Skip to content

AddressSanitizerIntelMemoryProtectionExtensions

Kostya Serebryany edited this page Jan 11, 2016 · 19 revisions

Introduction

On July 2013 Intel released documentation on the upcoming instruction set extensions, including the Memory Protection Extensions (MPX). Here we will discuss the applicability of MPX for memory error detection. Links: MPX-enabled GCC wiki; Using the MPX-enabled GCC and SDE (emulator); Fresh documentation on Intel ISA which includes MPX; Intel Pointer Checker. Some external feedback: 1, 2, 3.

NEW As of January 2016, Intel MPX is available in hardware and one can actually try how it works!

Setup

  • To build with MPX all you need is a fresh GCC, e.g. 5.3. Now you can build your code with MPX and execute the binary on any x86_64 machine. The MPX instructions will be treated as NOPs, but you will be able to measure e.g. code size increase and MPX-NOP overhead. Follow the GCC instructions to build your code.
  • To run with the actual checks acquire a new machine with an MPX-enabled CPU, e.g. i7-6700. Also Make sure your Linux kernel is built with CONFIG_X86_INTEL_MPX=y

Experiments

The following experiments were done with GCC's fresh trunk on 2016-01-16 (r232243).

Simple functionality

% cat heap-buffer-overflow.c
#include <stdlib.h>
int main(int argc, char **argv) {
  char *x = (char*)malloc(argc * 10);
  x[argc + 10] = 0;
  int res = x[10];
  free(x);
  return res;
}
% $GCC_ROOT/bin/gcc -fcheck-pointer-bounds -mmpx heap-buffer-overflow.c -static

Now, if you run this on non-MPX-enabled machine, the application will exit silently. However, if you run it on a proper MPX machine, you will get this:

% ./a.out
Saw a #BR! status 1 at 0x401d0a
Saw a #BR! status 1 at 0x401d27
% objdump -d a.out | grep "401d0a\|401d27"
  401d0a:       f2 0f 1a 08             bndcu  (%rax),%bnd1
  401d27:       f2 0f 1a 18             bndcu  (%rax),%bnd3

As you can see, fcheck-pointer-bounds found the buffer overflows using the bndcu instructions. The error message could have been more verbose, but that's not the hardware task.

Performance on bzip2

Let's now try something more interesting, but sill simple enough: bzip2.
----
Directives:
[a] Write out the portion of the MPX wiki page from "Now, if you" to "simple enough: bzip2.", keeping every word unchanged.
[b] According to the MPX wiki page, which option must the Linux kernel be built with to run the actual MPX checks?
[c] Extend the MPX wiki page, picking up right after its final sentence about trying bzip2.
The records come from a separate source, not from the MPX wiki page.
----
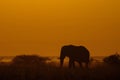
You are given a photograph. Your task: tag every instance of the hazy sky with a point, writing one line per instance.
(43, 26)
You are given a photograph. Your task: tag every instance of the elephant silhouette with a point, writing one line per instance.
(79, 54)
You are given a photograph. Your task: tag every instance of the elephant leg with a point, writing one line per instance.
(71, 63)
(86, 65)
(80, 64)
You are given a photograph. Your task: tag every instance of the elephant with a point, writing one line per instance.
(79, 54)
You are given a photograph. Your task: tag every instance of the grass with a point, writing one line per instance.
(46, 71)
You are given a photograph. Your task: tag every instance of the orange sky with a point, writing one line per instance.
(43, 26)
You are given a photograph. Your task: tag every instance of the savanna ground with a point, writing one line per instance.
(32, 68)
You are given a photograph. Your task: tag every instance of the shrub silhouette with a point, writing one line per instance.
(112, 59)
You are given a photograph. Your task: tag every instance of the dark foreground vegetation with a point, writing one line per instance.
(26, 67)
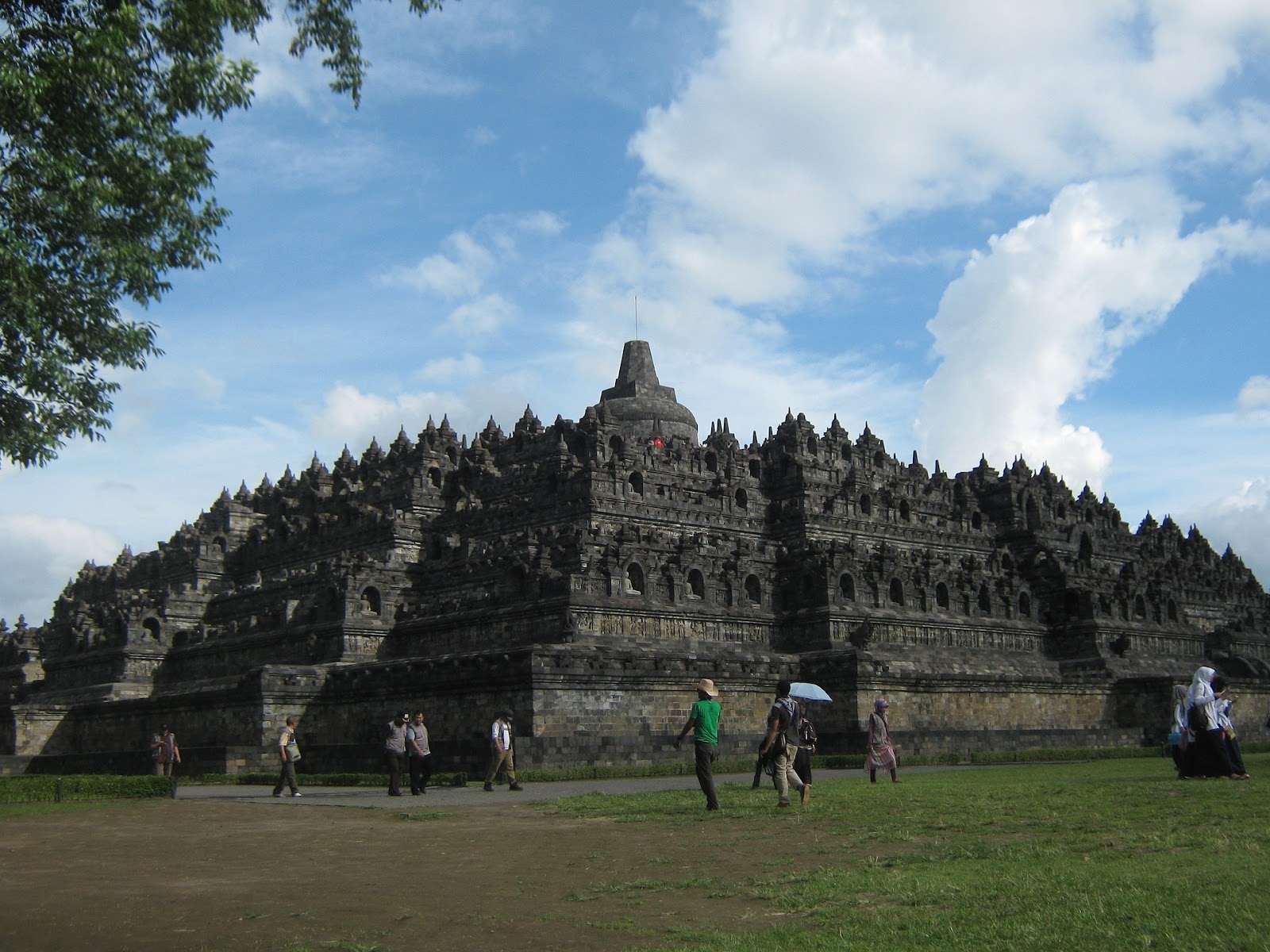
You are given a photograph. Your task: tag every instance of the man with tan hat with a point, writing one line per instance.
(704, 724)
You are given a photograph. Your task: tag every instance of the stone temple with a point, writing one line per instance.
(586, 574)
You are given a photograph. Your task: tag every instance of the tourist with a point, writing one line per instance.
(156, 746)
(1179, 740)
(1206, 733)
(501, 752)
(806, 746)
(419, 754)
(394, 752)
(781, 740)
(169, 754)
(1226, 700)
(289, 752)
(704, 724)
(882, 753)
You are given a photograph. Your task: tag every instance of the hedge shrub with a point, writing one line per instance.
(97, 786)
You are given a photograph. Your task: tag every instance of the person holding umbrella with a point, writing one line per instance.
(783, 740)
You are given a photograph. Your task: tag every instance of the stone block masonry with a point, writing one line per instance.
(587, 573)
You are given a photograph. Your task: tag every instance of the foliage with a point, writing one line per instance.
(36, 790)
(105, 190)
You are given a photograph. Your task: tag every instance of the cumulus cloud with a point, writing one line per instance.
(451, 368)
(482, 317)
(459, 273)
(482, 136)
(541, 224)
(1241, 520)
(1259, 194)
(355, 418)
(1255, 395)
(40, 556)
(1045, 313)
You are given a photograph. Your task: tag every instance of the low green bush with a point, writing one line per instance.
(1060, 754)
(98, 786)
(329, 780)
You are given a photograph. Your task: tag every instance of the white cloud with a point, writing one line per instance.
(482, 136)
(482, 317)
(450, 368)
(543, 224)
(41, 555)
(349, 416)
(209, 386)
(814, 125)
(1255, 395)
(457, 274)
(1032, 324)
(1242, 520)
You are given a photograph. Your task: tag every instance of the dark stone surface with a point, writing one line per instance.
(586, 574)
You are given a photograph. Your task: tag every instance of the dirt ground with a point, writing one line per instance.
(217, 875)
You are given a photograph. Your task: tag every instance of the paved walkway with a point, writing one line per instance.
(474, 797)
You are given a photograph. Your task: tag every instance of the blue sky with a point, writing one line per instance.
(999, 228)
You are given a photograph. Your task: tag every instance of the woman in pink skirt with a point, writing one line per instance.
(882, 754)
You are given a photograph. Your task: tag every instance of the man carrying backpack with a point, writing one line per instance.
(781, 744)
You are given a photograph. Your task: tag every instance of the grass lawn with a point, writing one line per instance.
(1102, 854)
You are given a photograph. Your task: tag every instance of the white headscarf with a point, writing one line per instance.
(1200, 695)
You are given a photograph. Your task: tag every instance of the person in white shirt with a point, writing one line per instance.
(418, 754)
(501, 752)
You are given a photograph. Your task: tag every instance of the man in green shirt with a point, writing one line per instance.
(704, 724)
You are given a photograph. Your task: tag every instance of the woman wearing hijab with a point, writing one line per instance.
(1226, 700)
(1206, 733)
(1178, 739)
(882, 754)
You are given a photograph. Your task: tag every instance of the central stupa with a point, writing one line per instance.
(641, 405)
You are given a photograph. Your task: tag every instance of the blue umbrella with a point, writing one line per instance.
(806, 691)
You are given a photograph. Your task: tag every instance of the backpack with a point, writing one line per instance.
(1197, 720)
(787, 711)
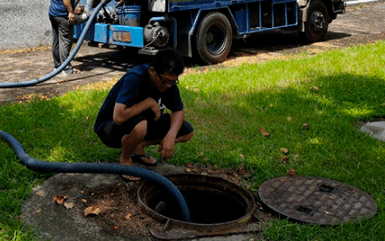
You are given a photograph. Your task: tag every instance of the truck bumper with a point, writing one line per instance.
(128, 36)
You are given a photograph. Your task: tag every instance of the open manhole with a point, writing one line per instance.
(216, 205)
(316, 200)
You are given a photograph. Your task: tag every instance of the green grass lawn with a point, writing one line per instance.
(330, 93)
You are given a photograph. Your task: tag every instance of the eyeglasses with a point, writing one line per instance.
(168, 82)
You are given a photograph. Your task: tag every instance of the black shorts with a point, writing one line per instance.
(112, 134)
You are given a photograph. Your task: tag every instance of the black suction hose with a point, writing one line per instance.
(42, 166)
(67, 61)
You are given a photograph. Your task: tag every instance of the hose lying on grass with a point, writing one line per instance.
(67, 61)
(100, 168)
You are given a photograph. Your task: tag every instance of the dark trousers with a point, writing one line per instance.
(62, 32)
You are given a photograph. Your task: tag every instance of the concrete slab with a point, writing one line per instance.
(375, 129)
(56, 222)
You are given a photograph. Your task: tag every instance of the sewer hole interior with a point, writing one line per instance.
(205, 207)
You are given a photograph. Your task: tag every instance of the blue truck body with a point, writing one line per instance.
(205, 28)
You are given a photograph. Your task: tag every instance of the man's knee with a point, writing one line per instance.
(140, 130)
(186, 137)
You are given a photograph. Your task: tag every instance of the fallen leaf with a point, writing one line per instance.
(284, 150)
(291, 172)
(264, 132)
(59, 199)
(284, 159)
(40, 193)
(314, 88)
(36, 188)
(68, 205)
(92, 211)
(305, 126)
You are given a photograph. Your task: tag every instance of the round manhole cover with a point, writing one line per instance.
(316, 200)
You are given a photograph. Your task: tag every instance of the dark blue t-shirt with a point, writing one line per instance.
(132, 88)
(57, 8)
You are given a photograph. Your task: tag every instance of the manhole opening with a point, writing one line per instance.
(211, 200)
(206, 206)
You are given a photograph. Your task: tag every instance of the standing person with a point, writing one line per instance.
(62, 17)
(132, 115)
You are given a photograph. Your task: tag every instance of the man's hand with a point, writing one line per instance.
(156, 109)
(71, 18)
(166, 147)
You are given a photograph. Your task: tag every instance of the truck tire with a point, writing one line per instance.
(214, 38)
(316, 25)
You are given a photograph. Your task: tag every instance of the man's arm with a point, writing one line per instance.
(167, 145)
(71, 14)
(122, 113)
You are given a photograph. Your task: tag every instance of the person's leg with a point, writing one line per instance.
(131, 141)
(65, 40)
(55, 42)
(156, 131)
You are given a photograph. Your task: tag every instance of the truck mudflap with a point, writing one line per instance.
(120, 35)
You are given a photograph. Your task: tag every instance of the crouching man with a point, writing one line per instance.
(132, 115)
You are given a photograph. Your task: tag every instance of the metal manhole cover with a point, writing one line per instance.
(316, 200)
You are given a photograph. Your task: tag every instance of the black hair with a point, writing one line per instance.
(168, 61)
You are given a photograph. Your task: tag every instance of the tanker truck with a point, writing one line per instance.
(201, 28)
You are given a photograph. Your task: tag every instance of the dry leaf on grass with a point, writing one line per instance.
(59, 199)
(314, 88)
(284, 159)
(40, 193)
(91, 211)
(284, 150)
(68, 205)
(291, 172)
(264, 132)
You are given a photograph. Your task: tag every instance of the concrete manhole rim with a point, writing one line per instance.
(199, 226)
(324, 202)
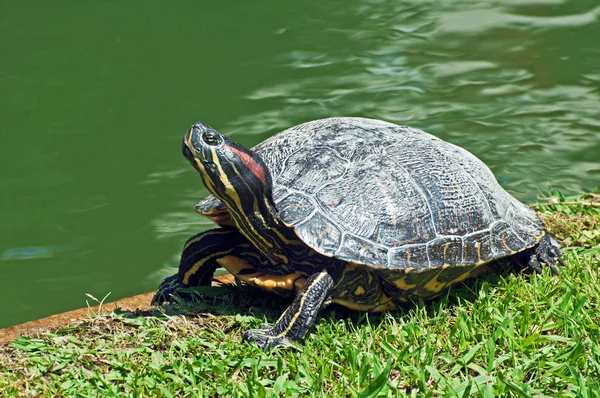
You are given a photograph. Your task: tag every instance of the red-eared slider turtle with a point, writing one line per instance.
(359, 212)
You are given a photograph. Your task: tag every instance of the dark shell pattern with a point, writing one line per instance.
(389, 196)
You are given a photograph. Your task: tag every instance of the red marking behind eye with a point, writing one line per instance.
(251, 164)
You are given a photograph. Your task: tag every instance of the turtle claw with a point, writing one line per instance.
(167, 290)
(266, 338)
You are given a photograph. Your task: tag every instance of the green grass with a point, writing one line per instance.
(509, 335)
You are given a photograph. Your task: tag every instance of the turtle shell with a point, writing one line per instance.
(389, 196)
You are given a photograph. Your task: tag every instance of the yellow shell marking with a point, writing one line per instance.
(401, 283)
(359, 291)
(234, 265)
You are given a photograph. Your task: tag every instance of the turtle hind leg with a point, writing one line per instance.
(298, 318)
(546, 252)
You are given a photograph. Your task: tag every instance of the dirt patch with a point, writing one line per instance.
(40, 326)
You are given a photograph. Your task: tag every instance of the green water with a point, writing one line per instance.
(95, 97)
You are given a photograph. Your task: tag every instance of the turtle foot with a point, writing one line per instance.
(266, 338)
(547, 253)
(168, 290)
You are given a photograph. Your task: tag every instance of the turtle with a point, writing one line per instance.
(354, 211)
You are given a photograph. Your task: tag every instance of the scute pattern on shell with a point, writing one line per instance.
(389, 196)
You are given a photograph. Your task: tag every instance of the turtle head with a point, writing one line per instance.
(231, 172)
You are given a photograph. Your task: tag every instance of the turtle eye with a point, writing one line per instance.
(211, 138)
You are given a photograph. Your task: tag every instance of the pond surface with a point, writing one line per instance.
(95, 98)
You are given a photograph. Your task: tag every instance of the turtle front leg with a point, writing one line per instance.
(547, 252)
(199, 261)
(298, 318)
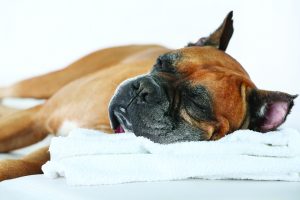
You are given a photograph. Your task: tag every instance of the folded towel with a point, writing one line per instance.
(89, 157)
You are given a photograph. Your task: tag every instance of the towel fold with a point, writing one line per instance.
(89, 157)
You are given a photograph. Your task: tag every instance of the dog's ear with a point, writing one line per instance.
(220, 38)
(268, 109)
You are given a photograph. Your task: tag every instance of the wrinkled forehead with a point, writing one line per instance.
(191, 60)
(221, 75)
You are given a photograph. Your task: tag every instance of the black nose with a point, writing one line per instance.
(147, 90)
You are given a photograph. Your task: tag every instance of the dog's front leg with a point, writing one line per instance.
(28, 165)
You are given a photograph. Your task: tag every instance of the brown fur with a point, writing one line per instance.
(81, 93)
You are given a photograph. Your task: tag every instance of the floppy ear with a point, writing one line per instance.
(220, 38)
(268, 109)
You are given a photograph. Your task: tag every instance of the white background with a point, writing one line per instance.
(38, 36)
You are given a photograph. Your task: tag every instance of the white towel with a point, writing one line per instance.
(88, 157)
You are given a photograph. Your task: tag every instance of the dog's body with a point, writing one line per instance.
----
Answers to the exercise:
[a]
Now, if you run this on non-MPX-enabled machine, the application will exit silently. However, if you run it on a proper MPX machine, you will get this:

% ./a.out
Saw a #BR! status 1 at 0x401d0a
Saw a #BR! status 1 at 0x401d27
% objdump -d a.out | grep "401d0a\|401d27"
  401d0a:       f2 0f 1a 08             bndcu  (%rax),%bnd1
  401d27:       f2 0f 1a 18             bndcu  (%rax),%bnd3

As you can see, fcheck-pointer-bounds found the buffer overflows using the bndcu instructions. The error message could have been more verbose, but that's not the hardware task.

Performance on bzip2

Let's now try something more interesting, but sill simple enough: bzip2.

[b] CONFIG_X86_INTEL_MPX=y

[c]
wget http://www.bzip.org/1.0.6/bzip2-1.0.6.tar.gz
tar xf bzip2-1.0.6.tar.gz
(
cd bzip2-1.0.6
make clean
make  all LDFLAGS=-static  -j CC="$GCC_ROOT/bin/gcc  \
 -fcheck-pointer-bounds -mmpx -Wl,-rpath=$GCC_ROOT/lib64"
mv bzip2 ../bzip2-mpx
make clean
make  all LDFLAGS=-static  -j CC="$GCC_ROOT/bin/gcc"
mv bzip2 ../bzip2-plain
)

Now, find some large file (50Mb+), copy it to inp and run this:

for f in plain mpx; do time ./bzip2-$f -c inp > /dev/null ; done

One a non-MPX machine, the MPX binary will execute NOPs. On my Xeon E5-2680 I observe 50% (!!!!) slowdown from MPX-NOPs.

Profile w/o mpx:

 44.29%  bzip2-plain  bzip2-plain        [.] mainSort
 43.07%  bzip2-plain  bzip2-plain        [.] BZ2_compressBlock
  5.32%  bzip2-plain  bzip2-plain        [.] handle_compress.isra.2
  4.82%  bzip2-plain  bzip2-plain        [.] mainGtU.part.0       

Profile with MPX:

 35.27%  bzip2-mpx  bzip2-mpx          [.] generateMTFValues
 21.24%  bzip2-mpx  bzip2-mpx          [.] mainSort         
 11.89%  bzip2-mpx  bzip2-mpx          [.] sendMTFValues    
 11.27%  bzip2-mpx  bzip2-mpx          [.] mainSimpleSort   
  9.39%  bzip2-mpx  bzip2-mpx          [.] copy_input_until_stop
  5.32%  bzip2-mpx  bzip2-mpx          [.] mainGtU.chkp.part.0  
  2.98%  bzip2-mpx  bzip2-mpx          [.] copy_output_until_stop

Comparing the profiles, it looks like MPX disables inlining in the compiler, or at least forces the inliner to make different decisions. This may partially explain the performance difference.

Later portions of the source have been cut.